▶ Set problem 1: According to the inauguration essay, which two senators stopped to snap photos of the crowd?

▶ Source text:
Three hours before Barack Hussein Obama took the oath of office to become the nation's first African-American president, the crowd already looked impossible. Gazing west from the Capitol, you could see them: an incomprehensible mass of peaceful citizens, overwhelming every monument, impediment and security banner that had been put up to contain them. The sight was so arresting that when the senators marched out onto the rostrum, Patrick Leahy and Orrin Hatch stopped to snap photos.

My first thought, as I took in the sight from the press stand, was that I wanted them all to stay.

I'd felt the same way on Sunday listening to 89-year-old Pete Seeger sing Woody Guthrie's oft-omitted verses to "This Land Is Your Land" on the steps of the Lincoln Memorial. "In the squares of the city," he sang to the half-million who'd assembled, "by the shadow of the steeple, by the relief office--I saw my people."

I saw my people. It's been a long time since a lot of people in this country felt like their government saw them. "My parents were texting me these heart-wrenching messages," a friend, the son of Muslim immigrants, told me. "They feel like they've been welcomed back into the embrace of the American body politic." Most of the time--in fact, pretty much all the time--that "embrace" is an abstraction. In a nation of 300 million, we end up outsourcing so much of our citizenship to professionals--the organizations we write checks to and the politicians we elect--that we're left with no way to experience the simple thrill of solidarity.

Which is a large part of why I wanted the crowd to stay. But it was also because after these eight long years, Washington needs more than new blood; it needs transfusions by the pint. There are changes afoot, of course, but DC's hierarchies of power are so embedded it will require more than a few thousand new staffers to dislodge them.

Case in point: in the weeks before the inauguration, an energetic trade in inaugural tickets arose, and the economy of power and influence through which they were distributed was a perfect microcosm of How Things Work here. The process was murky (how Don King and the Tuskegee Airmen ended up within a few yards of each other is anyone's guess), but presumably it was based on nothing more than the routine traffic of favors and clout. This is a city characterized by a million ceaseless nonviolent battles for scarce resources: face time with senators, line items in the stimulus, tickets to a black-tie ball. And these battles reinscribe themselves, fractal-like, down to the most minute item: politicians campaign for office, their staff jockeys for jobs within the administration, staffers fight for office space closest to their bosses and, as one inaugural committee staffer relayed to me, volunteers battled fiercely for promotion from simple volunteer to the elevated status of "volunteer captain."

▶ Entries supplied:
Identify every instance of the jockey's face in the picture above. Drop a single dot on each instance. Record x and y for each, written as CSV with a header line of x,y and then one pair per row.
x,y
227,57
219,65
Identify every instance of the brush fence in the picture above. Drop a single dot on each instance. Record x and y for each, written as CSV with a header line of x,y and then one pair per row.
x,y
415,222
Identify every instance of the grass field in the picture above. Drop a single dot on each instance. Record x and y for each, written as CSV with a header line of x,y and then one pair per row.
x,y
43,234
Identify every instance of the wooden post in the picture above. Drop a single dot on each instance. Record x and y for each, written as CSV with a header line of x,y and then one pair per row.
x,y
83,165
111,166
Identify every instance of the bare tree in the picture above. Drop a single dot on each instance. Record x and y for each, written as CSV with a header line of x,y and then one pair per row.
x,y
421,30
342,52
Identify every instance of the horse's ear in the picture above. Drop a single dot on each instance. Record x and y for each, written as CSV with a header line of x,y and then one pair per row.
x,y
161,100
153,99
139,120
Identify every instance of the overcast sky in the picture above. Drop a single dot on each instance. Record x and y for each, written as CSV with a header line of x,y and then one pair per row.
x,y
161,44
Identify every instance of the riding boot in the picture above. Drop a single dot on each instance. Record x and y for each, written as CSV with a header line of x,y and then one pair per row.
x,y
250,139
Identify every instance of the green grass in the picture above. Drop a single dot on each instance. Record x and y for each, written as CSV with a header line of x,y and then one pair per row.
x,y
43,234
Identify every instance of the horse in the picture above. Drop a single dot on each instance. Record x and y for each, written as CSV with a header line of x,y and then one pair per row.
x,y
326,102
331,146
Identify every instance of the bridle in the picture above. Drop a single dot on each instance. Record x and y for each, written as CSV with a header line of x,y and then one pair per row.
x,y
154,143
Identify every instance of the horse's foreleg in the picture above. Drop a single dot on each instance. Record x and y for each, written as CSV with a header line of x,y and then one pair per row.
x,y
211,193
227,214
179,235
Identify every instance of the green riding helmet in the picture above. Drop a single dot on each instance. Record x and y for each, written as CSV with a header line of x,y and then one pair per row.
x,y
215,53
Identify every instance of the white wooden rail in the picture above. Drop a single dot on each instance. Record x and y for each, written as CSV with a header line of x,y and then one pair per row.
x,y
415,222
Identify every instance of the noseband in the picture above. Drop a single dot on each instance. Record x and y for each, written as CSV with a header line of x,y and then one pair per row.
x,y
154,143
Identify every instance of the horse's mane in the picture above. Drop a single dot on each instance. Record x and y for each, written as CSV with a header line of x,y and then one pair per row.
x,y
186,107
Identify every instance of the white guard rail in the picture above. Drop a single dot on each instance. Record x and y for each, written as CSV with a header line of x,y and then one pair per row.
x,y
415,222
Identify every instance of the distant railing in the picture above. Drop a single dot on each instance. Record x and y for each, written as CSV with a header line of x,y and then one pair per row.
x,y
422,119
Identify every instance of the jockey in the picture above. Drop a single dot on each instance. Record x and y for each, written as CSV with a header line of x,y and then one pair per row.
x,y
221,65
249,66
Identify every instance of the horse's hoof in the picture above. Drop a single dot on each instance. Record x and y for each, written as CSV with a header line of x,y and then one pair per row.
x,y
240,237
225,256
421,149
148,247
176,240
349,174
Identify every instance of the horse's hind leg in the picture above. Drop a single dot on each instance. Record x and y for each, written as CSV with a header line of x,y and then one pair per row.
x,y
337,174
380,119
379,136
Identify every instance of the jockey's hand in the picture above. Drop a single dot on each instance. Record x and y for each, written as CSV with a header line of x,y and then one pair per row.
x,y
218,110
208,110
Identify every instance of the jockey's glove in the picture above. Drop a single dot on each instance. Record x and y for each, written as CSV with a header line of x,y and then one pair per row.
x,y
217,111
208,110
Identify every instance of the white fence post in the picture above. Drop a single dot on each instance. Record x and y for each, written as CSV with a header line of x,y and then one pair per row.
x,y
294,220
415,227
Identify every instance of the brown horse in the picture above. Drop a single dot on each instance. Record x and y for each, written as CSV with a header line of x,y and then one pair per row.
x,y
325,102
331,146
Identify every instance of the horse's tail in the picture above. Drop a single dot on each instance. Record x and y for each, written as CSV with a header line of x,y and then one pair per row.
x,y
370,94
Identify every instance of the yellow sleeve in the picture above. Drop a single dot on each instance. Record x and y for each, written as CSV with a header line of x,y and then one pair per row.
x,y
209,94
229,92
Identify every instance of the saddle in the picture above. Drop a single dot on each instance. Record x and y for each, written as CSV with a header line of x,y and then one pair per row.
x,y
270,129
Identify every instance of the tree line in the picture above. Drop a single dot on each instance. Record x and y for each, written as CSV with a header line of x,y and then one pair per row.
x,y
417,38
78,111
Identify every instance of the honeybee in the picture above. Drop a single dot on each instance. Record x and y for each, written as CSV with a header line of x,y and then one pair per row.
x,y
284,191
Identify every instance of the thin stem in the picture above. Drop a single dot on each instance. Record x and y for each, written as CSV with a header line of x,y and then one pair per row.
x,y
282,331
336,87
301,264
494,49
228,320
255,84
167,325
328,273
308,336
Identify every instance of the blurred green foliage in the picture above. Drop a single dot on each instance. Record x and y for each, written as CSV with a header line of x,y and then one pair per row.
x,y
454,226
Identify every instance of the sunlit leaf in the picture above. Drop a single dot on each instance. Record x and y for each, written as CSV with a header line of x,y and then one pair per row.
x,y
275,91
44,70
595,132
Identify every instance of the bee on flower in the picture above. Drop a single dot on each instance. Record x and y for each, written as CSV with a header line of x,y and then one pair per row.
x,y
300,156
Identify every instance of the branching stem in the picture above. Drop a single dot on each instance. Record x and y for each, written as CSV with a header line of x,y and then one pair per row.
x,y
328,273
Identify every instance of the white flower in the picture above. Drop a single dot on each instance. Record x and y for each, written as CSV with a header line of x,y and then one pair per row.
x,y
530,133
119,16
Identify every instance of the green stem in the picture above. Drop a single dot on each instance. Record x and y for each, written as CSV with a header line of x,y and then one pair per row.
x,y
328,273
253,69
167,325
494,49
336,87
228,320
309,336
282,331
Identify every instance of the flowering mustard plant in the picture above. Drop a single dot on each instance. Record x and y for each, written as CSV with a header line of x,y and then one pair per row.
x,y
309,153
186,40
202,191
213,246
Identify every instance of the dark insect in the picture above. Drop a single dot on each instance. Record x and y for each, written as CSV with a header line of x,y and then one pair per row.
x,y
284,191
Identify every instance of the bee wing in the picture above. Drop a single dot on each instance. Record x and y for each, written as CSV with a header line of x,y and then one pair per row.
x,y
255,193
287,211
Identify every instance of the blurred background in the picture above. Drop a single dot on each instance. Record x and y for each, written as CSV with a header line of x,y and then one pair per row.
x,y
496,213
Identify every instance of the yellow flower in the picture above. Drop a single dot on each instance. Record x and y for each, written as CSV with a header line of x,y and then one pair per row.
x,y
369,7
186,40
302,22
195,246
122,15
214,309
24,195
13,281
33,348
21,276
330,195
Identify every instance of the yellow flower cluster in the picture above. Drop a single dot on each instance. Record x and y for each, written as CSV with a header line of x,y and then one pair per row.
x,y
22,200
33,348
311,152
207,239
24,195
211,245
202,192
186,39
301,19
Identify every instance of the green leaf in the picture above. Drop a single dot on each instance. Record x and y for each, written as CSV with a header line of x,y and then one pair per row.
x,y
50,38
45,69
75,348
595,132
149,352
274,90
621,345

▶ Set problem 2: Recast the rows as a numbered list with no blank lines, starting at the row that contains "Identify every instance of the bee wing" and ending at the last of the rows.

▶ Complete answer 1: Patrick Leahy and Orrin Hatch.

▶ Complete answer 2:
1. Identify every instance of the bee wing in the picture above. Drop a single dot on each instance. Record x and y for each, written as CSV with a header line of x,y and then one pair per row.
2. x,y
3. 255,193
4. 287,211
5. Identify every instance of the blurred background in the picture above. Drop a single dot on each instance. Record x and y for each, written as CSV with a header line of x,y and then one pair per row.
6. x,y
7. 496,213
8. Identify every instance of the yellow flower in the picture above. Drop a single dot on each instance. Record x and y for each, written as CSV with a header line of x,y and then one pair per row.
9. x,y
10. 369,7
11. 186,40
12. 302,22
13. 195,246
14. 122,15
15. 214,309
16. 24,195
17. 13,281
18. 33,348
19. 21,276
20. 330,195
21. Identify every instance of the yellow flower cluster in the picture above. Drop a single dot on each instance. Record x and y for each, written as CSV with a header line of x,y and then one pair per row.
22. x,y
23. 22,200
24. 33,348
25. 311,152
26. 207,239
27. 24,195
28. 211,245
29. 202,192
30. 186,39
31. 301,19
32. Identify every instance of the green leaf in the picture above. Drop a single dot on each instance. Record x and y for each, written as CSV with a header line of x,y and then one pair per row.
33. x,y
34. 50,38
35. 45,69
36. 75,348
37. 595,132
38. 149,352
39. 274,90
40. 621,345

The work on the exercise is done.